PROVIDED DATA »
○ ○ ○ ○ ○ ○ ○

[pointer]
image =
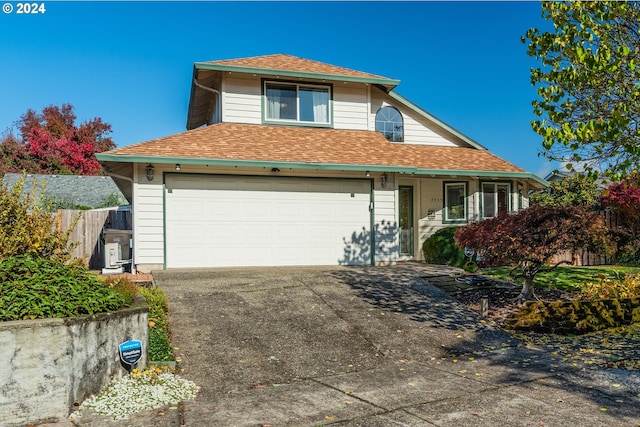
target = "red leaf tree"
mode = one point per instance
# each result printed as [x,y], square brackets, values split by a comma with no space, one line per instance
[51,142]
[527,240]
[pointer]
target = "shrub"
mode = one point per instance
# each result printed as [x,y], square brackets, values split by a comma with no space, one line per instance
[33,287]
[124,286]
[159,336]
[27,226]
[440,248]
[625,286]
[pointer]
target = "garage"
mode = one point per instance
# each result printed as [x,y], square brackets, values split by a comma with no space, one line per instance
[227,220]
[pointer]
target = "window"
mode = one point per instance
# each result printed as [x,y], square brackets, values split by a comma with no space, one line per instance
[495,198]
[296,103]
[389,123]
[455,201]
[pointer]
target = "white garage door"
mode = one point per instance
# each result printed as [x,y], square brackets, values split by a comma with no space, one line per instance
[214,221]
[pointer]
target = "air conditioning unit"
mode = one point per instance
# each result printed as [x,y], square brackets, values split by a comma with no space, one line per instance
[112,255]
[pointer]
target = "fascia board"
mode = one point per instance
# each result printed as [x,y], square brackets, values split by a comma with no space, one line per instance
[296,74]
[484,174]
[123,158]
[404,101]
[407,170]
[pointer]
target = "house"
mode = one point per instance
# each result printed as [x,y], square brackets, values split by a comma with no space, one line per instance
[289,161]
[72,191]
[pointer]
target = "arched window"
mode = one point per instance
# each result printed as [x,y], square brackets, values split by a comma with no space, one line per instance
[390,124]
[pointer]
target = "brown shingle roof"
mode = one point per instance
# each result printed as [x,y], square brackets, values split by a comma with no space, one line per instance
[232,141]
[293,63]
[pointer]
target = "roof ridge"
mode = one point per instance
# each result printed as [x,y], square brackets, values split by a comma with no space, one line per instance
[255,62]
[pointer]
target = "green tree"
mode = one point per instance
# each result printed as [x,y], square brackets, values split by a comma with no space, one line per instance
[573,190]
[588,84]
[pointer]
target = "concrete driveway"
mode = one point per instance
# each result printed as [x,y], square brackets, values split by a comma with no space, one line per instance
[374,346]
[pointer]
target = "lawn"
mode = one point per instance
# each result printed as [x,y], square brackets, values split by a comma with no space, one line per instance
[565,277]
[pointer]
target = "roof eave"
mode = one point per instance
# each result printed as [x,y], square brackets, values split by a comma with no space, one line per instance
[389,83]
[105,157]
[410,170]
[487,174]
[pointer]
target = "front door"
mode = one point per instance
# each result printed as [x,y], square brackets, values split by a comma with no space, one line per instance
[406,221]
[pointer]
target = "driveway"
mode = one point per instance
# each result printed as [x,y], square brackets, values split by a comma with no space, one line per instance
[367,346]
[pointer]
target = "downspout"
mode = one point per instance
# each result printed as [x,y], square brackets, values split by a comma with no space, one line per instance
[218,111]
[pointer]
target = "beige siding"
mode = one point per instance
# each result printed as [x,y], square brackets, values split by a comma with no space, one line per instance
[148,218]
[350,107]
[385,224]
[241,100]
[417,129]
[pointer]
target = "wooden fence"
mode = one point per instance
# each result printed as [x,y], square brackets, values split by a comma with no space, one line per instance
[86,234]
[583,257]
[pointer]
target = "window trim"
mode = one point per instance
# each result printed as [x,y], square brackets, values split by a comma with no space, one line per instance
[401,118]
[289,122]
[445,203]
[509,197]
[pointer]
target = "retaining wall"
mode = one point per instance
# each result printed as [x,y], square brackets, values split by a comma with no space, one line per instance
[49,366]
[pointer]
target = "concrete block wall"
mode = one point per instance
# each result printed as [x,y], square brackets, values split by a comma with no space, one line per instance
[47,366]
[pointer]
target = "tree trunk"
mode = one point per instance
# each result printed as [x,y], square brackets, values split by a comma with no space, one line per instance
[527,292]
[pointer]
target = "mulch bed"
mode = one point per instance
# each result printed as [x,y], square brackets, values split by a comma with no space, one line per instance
[617,348]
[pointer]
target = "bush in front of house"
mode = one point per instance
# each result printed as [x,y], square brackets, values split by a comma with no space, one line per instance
[37,278]
[27,225]
[440,248]
[159,344]
[34,287]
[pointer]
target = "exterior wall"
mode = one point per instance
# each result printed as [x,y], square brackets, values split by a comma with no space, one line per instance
[51,364]
[241,99]
[428,208]
[385,222]
[148,218]
[350,107]
[148,210]
[354,107]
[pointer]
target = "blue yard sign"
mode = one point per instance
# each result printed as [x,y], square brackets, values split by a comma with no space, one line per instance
[130,352]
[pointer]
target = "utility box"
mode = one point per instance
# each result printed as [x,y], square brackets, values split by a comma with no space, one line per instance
[112,255]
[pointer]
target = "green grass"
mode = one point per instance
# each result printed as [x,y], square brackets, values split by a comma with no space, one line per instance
[565,277]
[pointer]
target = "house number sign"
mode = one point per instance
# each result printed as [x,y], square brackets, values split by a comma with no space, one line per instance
[130,352]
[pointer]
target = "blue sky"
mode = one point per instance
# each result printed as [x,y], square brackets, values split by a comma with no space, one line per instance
[130,63]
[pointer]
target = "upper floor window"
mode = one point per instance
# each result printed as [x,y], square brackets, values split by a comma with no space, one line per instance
[455,201]
[495,198]
[390,124]
[297,103]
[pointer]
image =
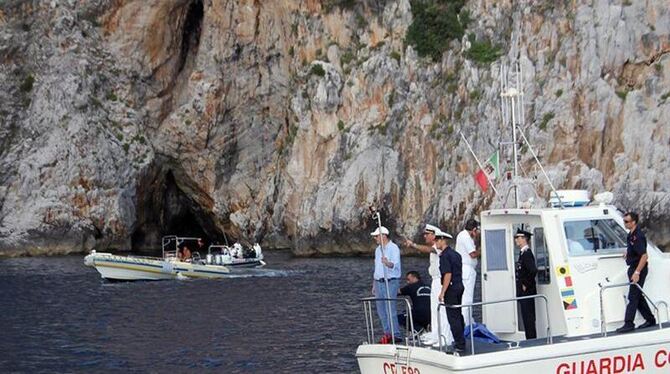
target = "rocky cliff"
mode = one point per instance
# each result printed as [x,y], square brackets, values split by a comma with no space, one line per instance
[282,120]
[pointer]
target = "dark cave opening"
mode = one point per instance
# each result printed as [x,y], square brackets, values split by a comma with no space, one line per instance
[191,30]
[164,208]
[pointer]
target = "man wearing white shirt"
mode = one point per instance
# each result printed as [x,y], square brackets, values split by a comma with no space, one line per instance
[387,272]
[465,246]
[436,285]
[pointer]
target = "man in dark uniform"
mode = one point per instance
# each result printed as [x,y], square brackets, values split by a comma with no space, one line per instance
[636,259]
[526,270]
[451,268]
[419,293]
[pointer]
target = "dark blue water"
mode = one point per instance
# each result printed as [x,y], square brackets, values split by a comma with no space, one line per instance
[59,316]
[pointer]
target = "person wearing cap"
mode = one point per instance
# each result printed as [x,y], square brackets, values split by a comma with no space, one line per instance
[387,270]
[526,270]
[184,253]
[451,291]
[465,246]
[636,259]
[430,247]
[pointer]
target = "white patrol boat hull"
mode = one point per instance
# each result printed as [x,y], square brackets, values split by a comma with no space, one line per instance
[647,351]
[115,267]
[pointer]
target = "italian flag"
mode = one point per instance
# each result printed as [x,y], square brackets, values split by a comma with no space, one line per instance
[491,168]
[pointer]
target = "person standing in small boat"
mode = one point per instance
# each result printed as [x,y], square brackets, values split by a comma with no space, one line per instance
[451,292]
[434,270]
[636,259]
[526,270]
[465,246]
[184,253]
[201,246]
[387,269]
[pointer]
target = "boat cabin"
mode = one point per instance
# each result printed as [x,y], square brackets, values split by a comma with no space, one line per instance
[579,253]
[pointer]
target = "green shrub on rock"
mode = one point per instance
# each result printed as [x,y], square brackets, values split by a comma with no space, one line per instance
[436,23]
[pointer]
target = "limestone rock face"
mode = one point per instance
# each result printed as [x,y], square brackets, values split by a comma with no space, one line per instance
[283,121]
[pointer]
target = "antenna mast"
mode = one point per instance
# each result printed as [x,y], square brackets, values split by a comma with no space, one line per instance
[511,109]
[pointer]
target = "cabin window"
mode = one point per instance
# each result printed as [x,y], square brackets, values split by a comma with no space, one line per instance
[541,257]
[595,236]
[496,253]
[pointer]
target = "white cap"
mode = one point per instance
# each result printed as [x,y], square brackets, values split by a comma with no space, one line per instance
[384,231]
[443,234]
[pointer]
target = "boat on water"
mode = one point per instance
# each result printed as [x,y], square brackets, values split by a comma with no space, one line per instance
[582,285]
[171,265]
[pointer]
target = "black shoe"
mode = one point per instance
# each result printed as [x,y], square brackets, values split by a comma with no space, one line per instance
[647,324]
[625,328]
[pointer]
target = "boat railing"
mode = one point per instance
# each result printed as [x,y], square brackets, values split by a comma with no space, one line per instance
[603,322]
[470,319]
[369,319]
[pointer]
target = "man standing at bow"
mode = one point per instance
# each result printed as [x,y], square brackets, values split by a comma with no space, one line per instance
[387,274]
[465,246]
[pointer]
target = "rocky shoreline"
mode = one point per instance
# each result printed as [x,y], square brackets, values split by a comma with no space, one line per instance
[276,120]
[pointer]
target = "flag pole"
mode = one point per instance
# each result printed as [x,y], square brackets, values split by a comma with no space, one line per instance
[478,163]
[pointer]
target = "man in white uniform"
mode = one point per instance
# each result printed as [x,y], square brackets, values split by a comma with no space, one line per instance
[465,246]
[436,285]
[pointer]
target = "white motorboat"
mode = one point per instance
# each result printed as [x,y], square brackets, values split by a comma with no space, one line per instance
[169,266]
[580,301]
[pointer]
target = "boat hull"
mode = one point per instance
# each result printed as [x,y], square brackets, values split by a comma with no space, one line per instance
[143,268]
[643,352]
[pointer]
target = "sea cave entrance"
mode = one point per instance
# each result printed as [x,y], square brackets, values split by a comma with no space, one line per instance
[170,204]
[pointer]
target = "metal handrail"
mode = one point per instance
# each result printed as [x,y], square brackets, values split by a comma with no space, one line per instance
[550,339]
[369,320]
[603,322]
[667,310]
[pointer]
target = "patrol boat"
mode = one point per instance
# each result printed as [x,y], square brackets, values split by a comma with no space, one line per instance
[580,301]
[168,266]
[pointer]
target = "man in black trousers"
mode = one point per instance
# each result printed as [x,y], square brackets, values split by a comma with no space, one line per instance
[452,288]
[526,270]
[636,259]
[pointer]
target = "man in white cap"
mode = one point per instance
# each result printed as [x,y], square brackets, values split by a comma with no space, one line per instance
[465,246]
[434,270]
[387,271]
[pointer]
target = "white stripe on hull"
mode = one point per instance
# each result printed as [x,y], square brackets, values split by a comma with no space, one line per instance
[642,352]
[144,268]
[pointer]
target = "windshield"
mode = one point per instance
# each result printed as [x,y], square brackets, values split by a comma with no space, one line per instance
[593,236]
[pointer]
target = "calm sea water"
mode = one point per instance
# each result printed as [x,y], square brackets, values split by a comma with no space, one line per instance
[299,316]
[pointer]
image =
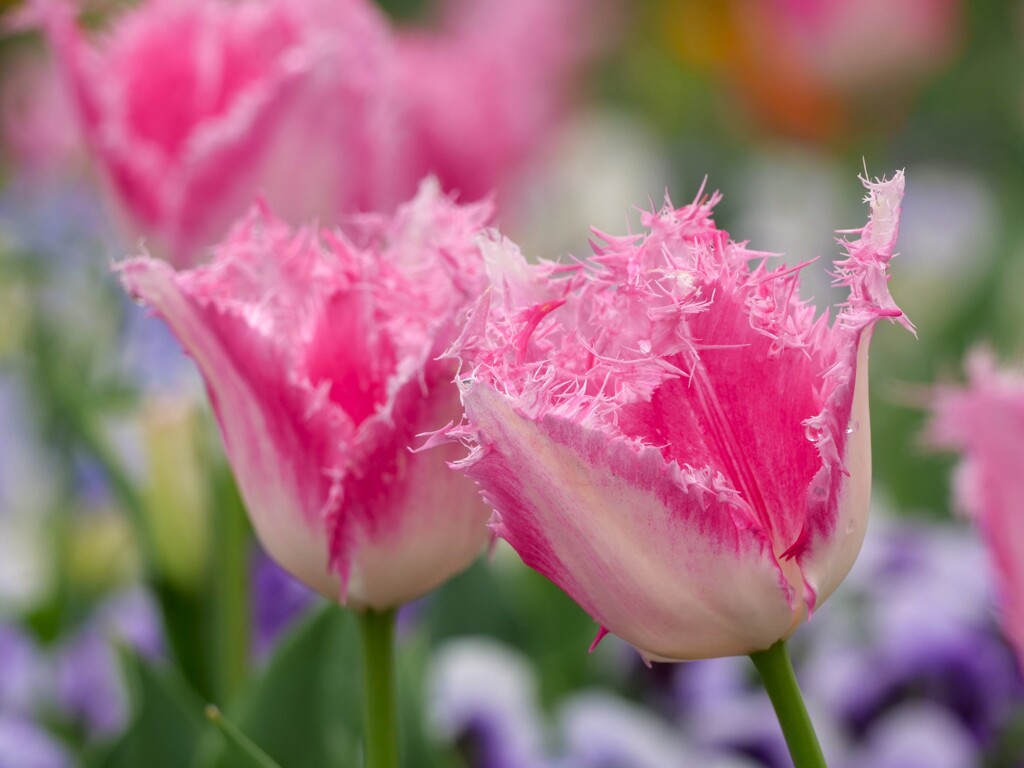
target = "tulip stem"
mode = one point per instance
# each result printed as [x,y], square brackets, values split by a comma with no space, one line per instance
[380,723]
[776,673]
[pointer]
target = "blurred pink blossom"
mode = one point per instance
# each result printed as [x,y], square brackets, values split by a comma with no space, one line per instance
[858,45]
[985,422]
[671,435]
[37,121]
[321,358]
[487,85]
[194,108]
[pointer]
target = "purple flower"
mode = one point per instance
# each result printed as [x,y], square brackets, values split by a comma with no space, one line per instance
[24,744]
[483,696]
[89,687]
[278,599]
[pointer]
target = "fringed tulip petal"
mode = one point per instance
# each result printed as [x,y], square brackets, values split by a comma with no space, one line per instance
[194,108]
[320,357]
[647,525]
[671,434]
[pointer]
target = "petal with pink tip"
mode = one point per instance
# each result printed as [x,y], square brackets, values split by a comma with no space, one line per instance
[651,551]
[279,450]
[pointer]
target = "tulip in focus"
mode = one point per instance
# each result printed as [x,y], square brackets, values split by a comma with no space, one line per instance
[320,355]
[671,434]
[985,422]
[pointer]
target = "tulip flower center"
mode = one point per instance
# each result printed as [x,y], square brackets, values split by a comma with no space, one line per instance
[350,356]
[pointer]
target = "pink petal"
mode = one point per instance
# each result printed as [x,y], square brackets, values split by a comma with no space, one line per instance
[321,360]
[193,108]
[985,422]
[648,549]
[683,367]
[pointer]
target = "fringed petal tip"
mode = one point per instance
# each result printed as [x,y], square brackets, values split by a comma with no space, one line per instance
[864,270]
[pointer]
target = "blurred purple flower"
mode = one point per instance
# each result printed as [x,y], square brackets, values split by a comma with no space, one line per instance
[906,669]
[600,730]
[22,672]
[482,696]
[916,735]
[278,599]
[915,625]
[88,682]
[24,744]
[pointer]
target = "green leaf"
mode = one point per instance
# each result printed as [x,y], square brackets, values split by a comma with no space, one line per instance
[303,711]
[240,748]
[167,721]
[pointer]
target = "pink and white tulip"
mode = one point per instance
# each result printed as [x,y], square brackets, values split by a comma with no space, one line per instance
[671,435]
[320,355]
[193,108]
[985,422]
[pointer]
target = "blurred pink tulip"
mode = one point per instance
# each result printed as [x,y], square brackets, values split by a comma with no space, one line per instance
[193,108]
[674,437]
[985,422]
[320,355]
[487,85]
[37,123]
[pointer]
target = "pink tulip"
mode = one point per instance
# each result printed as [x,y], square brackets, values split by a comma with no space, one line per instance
[985,422]
[193,108]
[671,435]
[320,355]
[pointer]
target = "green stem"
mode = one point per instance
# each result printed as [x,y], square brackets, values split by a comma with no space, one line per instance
[380,724]
[230,592]
[776,672]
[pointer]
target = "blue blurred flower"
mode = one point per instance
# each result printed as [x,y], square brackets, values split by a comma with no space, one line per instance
[25,744]
[483,696]
[278,599]
[89,687]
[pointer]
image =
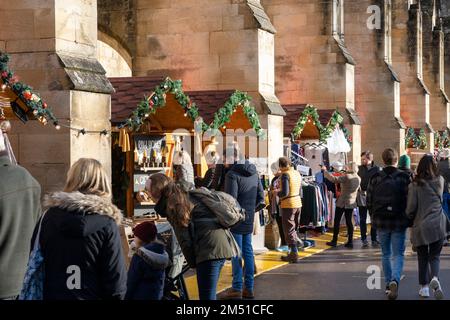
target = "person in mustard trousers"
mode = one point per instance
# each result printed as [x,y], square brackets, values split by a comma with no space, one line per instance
[291,205]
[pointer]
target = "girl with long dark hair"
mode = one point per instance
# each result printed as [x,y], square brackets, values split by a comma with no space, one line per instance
[204,242]
[429,226]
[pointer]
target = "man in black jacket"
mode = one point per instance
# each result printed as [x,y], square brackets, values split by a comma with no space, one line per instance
[243,183]
[365,171]
[387,196]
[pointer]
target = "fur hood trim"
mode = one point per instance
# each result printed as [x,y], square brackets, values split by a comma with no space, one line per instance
[89,203]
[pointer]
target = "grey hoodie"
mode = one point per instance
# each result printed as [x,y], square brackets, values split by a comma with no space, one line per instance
[425,207]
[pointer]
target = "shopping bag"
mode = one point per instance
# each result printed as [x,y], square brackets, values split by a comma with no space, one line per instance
[33,284]
[272,235]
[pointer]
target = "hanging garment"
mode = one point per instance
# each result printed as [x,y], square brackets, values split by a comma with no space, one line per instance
[337,157]
[315,158]
[337,142]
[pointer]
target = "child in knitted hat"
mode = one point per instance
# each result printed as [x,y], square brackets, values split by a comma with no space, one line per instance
[404,164]
[147,268]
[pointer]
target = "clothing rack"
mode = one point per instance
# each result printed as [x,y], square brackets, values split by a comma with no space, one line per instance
[313,144]
[301,157]
[309,178]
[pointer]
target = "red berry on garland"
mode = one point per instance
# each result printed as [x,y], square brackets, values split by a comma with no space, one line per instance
[27,95]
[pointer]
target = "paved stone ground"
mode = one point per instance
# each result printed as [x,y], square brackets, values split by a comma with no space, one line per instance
[341,274]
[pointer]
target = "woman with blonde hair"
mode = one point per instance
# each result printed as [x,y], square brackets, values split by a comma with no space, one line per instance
[79,238]
[204,242]
[346,202]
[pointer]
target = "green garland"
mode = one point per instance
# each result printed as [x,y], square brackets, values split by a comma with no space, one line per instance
[338,119]
[223,115]
[441,140]
[310,112]
[415,141]
[324,132]
[157,100]
[25,93]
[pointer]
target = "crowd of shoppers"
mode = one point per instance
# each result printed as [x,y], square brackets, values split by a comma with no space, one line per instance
[77,230]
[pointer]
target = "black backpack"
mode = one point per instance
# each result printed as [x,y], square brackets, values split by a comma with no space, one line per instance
[388,194]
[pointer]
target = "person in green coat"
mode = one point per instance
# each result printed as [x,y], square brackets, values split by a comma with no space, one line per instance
[20,208]
[204,242]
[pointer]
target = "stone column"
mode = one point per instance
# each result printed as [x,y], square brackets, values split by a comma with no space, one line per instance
[313,64]
[52,48]
[406,57]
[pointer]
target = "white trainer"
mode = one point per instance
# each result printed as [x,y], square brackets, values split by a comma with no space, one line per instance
[435,285]
[424,292]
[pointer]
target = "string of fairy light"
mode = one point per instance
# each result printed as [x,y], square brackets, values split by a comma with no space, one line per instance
[144,109]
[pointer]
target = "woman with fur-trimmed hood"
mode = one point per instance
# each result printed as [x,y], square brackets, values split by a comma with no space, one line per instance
[80,239]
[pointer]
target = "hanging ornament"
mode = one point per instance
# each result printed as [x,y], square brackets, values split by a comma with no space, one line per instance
[35,98]
[27,95]
[13,79]
[43,120]
[5,126]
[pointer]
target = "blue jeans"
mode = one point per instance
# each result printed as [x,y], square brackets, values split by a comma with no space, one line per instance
[244,242]
[393,251]
[208,273]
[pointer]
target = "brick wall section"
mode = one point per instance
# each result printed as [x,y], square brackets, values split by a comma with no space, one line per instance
[377,98]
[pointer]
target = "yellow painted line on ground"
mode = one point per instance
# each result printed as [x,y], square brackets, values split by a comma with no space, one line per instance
[266,262]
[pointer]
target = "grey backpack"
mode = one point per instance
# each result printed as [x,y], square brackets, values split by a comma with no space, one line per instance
[225,207]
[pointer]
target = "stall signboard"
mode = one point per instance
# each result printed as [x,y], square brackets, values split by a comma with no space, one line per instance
[150,152]
[139,182]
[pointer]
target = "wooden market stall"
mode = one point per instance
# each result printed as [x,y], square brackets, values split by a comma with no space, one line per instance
[306,126]
[417,144]
[147,132]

○ ○ ○ ○ ○ ○ ○

YOUR TASK » The answer must be every line from the records above that contains the word "person", copied in full.

ANSWER FOR THE TASK »
target = "person wearing cap"
target = "person standing in small boat"
target = "person in mustard trousers"
target = "person in green coat"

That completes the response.